What to produce:
Wherever the word "shaped" shows up in the data, report the line it sits in.

*** Records supplied Section Begins ***

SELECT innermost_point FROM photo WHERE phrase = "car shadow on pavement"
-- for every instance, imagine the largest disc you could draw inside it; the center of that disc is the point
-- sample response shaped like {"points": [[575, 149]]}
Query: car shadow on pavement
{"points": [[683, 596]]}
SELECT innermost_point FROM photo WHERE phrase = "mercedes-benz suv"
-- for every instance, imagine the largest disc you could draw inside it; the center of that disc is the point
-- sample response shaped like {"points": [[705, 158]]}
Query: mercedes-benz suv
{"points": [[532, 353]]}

*** Records supplied Section Ends ***
*** Records supplied Section Begins ***

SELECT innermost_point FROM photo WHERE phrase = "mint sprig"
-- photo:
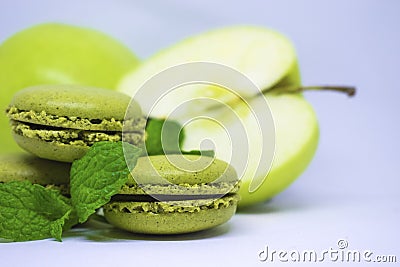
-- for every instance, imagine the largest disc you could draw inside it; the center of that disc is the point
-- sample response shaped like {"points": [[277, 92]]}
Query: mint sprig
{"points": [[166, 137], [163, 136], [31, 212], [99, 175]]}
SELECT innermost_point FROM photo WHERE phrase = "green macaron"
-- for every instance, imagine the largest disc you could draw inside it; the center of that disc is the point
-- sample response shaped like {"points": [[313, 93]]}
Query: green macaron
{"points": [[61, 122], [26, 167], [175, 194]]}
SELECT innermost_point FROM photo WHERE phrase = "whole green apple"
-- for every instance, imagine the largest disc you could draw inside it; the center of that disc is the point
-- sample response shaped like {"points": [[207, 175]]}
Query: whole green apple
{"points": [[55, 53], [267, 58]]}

*** Records supplied Section Ends ***

Task response:
-- sample response shaped like {"points": [[575, 149]]}
-- sample response shaped like {"points": [[705, 158]]}
-- sample response shaped like {"points": [[277, 92]]}
-- sample response shaped like {"points": [[313, 93]]}
-- sample response shaped like {"points": [[207, 175]]}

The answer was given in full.